• [WRITTEN REQUEST]
Count the lines below that contain the string "railing", with case taken into account, and give only the number.

┌─ THE INPUT

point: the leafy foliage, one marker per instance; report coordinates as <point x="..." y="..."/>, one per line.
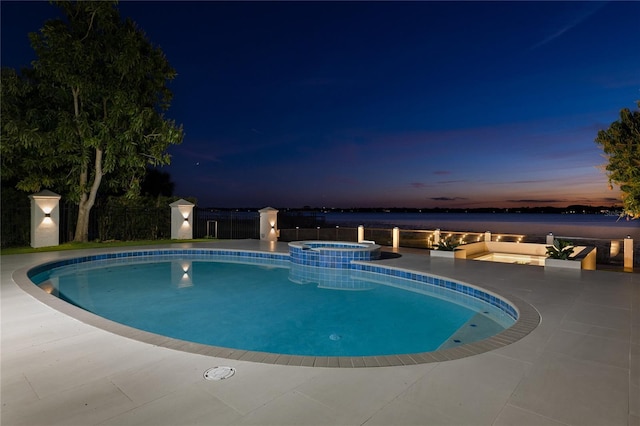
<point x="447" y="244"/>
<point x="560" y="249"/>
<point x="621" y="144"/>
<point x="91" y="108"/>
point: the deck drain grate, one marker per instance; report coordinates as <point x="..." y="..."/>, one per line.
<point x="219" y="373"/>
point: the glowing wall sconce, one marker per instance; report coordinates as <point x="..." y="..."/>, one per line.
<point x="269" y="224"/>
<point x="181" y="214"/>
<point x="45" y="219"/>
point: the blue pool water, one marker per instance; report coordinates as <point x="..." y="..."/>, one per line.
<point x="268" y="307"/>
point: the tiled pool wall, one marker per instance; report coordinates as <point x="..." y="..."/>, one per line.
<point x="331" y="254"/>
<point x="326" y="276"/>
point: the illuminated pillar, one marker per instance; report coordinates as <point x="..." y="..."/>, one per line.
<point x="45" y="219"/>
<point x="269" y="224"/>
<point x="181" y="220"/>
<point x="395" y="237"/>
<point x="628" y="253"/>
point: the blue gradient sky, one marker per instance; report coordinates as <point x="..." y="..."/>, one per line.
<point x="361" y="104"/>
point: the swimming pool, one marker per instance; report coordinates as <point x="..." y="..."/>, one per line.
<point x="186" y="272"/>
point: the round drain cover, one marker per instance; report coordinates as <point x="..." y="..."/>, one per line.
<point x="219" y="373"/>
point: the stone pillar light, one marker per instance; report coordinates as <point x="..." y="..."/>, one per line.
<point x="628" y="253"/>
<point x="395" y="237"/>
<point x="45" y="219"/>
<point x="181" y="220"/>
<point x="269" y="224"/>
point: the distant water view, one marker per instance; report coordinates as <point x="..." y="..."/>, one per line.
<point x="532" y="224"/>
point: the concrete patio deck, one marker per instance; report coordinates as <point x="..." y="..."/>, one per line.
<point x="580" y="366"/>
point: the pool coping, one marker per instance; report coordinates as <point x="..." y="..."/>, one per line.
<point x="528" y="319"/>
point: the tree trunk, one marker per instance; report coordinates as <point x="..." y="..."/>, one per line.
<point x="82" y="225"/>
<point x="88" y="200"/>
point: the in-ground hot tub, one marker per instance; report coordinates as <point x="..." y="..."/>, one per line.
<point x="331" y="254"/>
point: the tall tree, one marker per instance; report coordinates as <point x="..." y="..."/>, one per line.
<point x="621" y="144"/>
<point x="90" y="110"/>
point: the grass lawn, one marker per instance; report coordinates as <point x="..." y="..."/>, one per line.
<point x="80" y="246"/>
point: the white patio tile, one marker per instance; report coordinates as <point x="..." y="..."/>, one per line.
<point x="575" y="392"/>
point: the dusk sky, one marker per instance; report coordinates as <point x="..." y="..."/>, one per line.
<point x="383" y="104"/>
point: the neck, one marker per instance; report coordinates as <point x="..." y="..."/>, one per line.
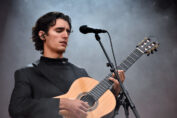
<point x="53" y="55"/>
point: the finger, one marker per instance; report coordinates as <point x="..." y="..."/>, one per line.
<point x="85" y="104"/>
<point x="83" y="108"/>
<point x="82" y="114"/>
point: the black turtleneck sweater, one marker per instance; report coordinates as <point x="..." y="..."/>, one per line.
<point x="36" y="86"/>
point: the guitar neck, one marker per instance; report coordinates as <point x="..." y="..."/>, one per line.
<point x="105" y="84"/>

└─
┌─ THE INPUT

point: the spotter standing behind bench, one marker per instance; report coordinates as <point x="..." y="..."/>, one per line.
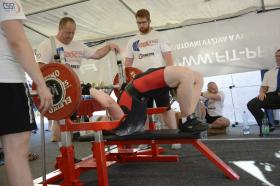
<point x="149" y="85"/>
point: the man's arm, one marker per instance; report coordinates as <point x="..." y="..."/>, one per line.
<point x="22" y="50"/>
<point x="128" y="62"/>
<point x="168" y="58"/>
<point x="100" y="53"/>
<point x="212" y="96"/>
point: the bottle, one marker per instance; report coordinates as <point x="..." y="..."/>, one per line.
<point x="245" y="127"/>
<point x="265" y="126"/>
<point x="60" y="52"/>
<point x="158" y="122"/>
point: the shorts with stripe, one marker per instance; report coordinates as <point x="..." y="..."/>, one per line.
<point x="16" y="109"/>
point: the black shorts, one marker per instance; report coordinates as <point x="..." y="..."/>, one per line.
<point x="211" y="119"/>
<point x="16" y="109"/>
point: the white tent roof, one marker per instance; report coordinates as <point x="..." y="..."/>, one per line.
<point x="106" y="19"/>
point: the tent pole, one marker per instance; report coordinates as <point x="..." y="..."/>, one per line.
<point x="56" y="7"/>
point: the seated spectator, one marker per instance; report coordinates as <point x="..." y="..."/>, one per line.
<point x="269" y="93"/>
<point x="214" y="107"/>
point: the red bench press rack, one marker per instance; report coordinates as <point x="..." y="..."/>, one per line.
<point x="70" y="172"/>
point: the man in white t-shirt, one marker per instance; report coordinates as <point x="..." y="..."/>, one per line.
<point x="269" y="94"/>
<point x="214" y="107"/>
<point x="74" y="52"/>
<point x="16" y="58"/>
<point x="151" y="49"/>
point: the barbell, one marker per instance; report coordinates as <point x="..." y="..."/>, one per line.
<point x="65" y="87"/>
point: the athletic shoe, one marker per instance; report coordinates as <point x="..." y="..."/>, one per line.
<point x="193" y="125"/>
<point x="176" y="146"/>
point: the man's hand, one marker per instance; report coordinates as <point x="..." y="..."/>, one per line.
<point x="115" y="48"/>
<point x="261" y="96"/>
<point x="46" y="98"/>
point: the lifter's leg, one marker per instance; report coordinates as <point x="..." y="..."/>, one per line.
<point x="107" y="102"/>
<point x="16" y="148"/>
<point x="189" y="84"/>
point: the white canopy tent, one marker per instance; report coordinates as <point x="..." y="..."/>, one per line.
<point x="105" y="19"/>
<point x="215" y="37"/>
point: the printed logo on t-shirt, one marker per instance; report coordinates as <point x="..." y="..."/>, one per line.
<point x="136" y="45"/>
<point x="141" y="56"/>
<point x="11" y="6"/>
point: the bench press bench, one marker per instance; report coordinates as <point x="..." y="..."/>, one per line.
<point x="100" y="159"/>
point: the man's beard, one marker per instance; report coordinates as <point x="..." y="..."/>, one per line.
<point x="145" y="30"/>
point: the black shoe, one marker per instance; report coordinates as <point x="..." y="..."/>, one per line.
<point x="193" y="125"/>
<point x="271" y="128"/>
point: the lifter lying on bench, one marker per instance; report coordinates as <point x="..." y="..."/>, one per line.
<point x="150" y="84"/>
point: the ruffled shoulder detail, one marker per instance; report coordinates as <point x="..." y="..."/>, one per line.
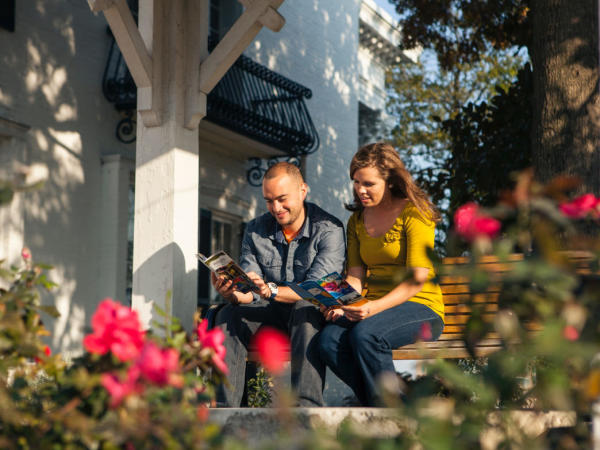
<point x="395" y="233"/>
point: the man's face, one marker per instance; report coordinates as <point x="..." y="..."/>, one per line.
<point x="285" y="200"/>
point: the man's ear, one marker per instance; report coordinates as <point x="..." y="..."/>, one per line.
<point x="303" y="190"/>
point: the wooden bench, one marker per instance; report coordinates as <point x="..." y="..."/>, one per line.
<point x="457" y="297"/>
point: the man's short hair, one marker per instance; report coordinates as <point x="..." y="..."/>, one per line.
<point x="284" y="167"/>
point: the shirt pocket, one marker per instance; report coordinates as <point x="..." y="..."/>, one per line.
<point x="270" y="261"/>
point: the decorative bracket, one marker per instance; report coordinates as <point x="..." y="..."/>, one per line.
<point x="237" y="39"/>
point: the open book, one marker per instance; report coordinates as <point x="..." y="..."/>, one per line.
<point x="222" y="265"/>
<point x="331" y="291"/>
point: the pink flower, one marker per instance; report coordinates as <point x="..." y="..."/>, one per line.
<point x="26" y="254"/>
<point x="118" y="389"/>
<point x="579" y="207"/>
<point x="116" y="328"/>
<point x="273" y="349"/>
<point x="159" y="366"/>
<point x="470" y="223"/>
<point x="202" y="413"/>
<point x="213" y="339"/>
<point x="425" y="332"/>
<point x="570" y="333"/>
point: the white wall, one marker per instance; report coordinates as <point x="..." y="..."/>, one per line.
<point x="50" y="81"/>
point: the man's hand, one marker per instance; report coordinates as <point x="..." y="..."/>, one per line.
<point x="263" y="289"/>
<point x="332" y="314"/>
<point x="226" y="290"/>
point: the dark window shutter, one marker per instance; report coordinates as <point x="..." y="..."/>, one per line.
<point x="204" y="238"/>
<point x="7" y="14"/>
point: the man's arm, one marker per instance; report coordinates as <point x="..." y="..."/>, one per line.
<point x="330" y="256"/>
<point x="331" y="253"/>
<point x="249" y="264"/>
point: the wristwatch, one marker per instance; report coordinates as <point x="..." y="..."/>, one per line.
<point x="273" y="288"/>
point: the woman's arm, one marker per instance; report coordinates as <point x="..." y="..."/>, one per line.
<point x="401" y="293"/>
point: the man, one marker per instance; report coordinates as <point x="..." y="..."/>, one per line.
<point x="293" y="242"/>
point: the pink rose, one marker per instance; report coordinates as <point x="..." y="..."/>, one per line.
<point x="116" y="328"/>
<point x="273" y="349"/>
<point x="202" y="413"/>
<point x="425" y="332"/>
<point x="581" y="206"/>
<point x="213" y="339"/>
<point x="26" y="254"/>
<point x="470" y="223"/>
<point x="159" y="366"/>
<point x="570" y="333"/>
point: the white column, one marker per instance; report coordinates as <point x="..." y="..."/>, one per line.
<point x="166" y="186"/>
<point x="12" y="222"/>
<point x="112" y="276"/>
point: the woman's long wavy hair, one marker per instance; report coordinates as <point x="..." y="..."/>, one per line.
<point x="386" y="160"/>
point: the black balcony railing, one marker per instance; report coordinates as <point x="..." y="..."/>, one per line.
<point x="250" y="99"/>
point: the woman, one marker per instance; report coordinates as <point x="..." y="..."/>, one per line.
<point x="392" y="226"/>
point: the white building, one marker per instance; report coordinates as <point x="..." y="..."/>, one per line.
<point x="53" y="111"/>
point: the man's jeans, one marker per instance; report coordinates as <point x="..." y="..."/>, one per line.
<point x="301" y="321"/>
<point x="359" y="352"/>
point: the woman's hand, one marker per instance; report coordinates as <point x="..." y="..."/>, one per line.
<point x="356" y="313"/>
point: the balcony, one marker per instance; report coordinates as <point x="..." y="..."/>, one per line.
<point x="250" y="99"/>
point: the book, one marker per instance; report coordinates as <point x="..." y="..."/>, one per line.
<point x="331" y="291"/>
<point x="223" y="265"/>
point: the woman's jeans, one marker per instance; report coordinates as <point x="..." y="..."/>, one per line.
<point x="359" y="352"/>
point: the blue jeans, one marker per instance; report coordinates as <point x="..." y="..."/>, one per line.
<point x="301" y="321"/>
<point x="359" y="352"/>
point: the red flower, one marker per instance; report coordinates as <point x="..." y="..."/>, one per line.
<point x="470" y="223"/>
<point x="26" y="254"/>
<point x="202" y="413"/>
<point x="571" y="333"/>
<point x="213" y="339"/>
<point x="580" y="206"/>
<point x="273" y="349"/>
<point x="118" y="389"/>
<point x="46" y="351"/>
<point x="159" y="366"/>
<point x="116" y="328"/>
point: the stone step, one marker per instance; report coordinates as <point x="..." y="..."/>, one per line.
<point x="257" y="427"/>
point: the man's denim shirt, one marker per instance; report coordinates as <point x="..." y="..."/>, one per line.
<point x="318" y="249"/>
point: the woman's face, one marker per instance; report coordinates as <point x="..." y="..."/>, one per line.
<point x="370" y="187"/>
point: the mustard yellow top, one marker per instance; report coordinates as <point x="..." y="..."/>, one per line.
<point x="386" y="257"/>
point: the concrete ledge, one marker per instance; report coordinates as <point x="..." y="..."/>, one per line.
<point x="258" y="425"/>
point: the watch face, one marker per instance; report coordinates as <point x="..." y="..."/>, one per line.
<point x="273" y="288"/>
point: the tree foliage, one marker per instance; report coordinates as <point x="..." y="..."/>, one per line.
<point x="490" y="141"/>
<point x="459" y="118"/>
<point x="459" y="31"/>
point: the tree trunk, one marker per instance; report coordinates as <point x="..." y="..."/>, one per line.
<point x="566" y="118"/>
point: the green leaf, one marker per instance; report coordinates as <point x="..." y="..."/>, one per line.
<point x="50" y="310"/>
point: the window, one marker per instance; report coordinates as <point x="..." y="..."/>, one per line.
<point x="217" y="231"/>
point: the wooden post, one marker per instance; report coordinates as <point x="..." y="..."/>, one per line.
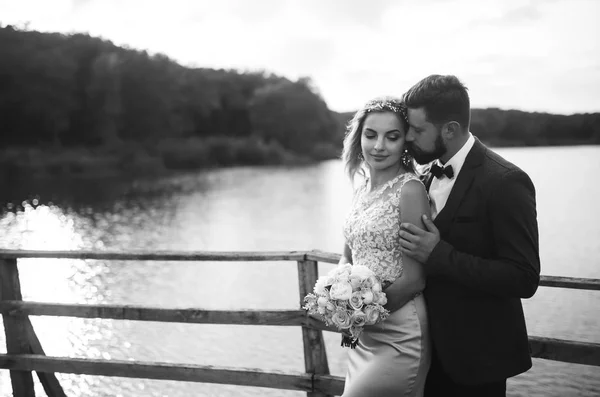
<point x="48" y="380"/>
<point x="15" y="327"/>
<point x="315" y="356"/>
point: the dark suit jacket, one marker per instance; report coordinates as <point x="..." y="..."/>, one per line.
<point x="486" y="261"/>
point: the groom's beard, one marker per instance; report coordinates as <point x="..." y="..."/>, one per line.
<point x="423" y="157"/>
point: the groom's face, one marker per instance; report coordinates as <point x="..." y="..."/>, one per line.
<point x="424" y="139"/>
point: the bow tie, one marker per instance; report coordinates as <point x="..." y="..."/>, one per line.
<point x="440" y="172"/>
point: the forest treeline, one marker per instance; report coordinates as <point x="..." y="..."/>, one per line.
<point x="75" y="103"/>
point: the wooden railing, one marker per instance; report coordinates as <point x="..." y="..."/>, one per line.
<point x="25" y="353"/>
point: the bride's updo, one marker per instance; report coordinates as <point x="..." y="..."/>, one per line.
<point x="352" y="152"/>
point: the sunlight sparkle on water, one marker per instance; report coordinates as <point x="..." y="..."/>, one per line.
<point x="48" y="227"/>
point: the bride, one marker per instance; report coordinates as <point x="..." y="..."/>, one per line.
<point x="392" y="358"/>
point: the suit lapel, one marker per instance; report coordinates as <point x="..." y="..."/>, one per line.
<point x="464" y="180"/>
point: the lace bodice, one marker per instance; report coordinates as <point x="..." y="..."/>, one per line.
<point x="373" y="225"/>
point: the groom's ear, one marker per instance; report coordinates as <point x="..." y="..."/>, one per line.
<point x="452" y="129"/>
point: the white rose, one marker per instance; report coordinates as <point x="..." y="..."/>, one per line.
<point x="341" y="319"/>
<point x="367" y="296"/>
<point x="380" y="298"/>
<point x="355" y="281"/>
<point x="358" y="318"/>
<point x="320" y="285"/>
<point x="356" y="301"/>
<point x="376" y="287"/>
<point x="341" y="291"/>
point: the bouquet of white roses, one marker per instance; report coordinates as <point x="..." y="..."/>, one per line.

└─

• [OUTPUT FOR THIS EXERCISE]
2